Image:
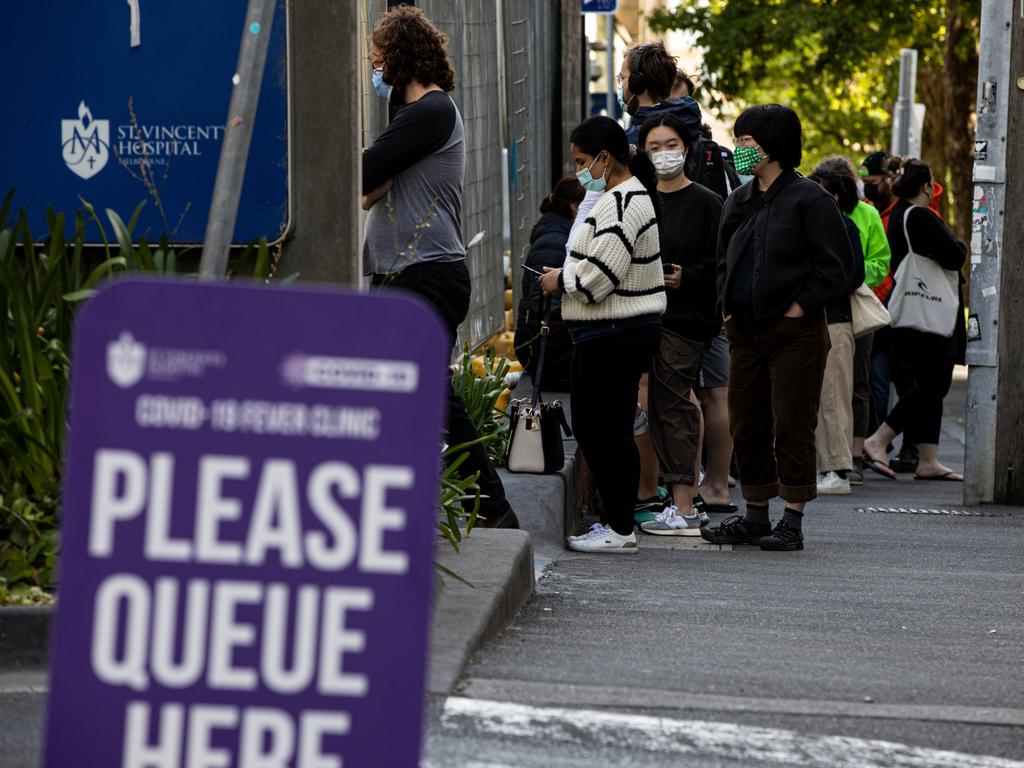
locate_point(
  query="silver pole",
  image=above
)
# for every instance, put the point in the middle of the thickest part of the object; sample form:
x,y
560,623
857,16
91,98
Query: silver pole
x,y
610,19
902,115
986,245
238,134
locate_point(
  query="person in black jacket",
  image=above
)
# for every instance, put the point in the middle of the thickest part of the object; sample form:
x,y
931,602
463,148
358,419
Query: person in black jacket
x,y
834,436
547,248
931,357
782,256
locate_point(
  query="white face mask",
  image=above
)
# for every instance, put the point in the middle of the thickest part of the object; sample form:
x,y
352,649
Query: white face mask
x,y
669,164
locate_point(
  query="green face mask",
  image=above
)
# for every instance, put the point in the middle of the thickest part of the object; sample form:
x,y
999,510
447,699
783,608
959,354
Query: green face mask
x,y
744,158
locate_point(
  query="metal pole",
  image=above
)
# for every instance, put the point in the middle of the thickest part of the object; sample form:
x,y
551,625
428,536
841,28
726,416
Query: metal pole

**Stated problem:** Please copy every one of the records above word for word, leaving the pictures out of your answer.

**Solution to this exercise:**
Image:
locate_point(
  query="silver pole",
  image=above
)
# for every instance, put the point in the middle of the thickest part of the object; sample form:
x,y
560,623
857,16
91,98
Query: silver pole
x,y
610,19
902,115
986,245
238,134
locate_point(
  query="person in black jacket",
  image=above
)
# for every instance, put the point in the middle of the thickest part of the object; sample form:
x,y
931,602
463,148
358,419
Query: person in black jacket
x,y
834,436
547,248
931,357
782,256
locate_point(
  query="white face mask",
  image=above
)
# for every instance, put the point in the middle of the thickest part of the object; sample form:
x,y
352,649
Query: white face mask
x,y
669,164
locate_point(
  query="green face mask",
  image=above
)
# for every instance, put the point in the middle of the thickest part of the object; sample form:
x,y
999,510
447,699
783,608
959,354
Query: green face mask
x,y
744,158
locate_point(
  query="metal pole",
  image=above
)
# for every instance, put the point in the middle of the thickest part of the object; sample form:
x,y
551,625
428,536
841,28
726,416
Query: metal pole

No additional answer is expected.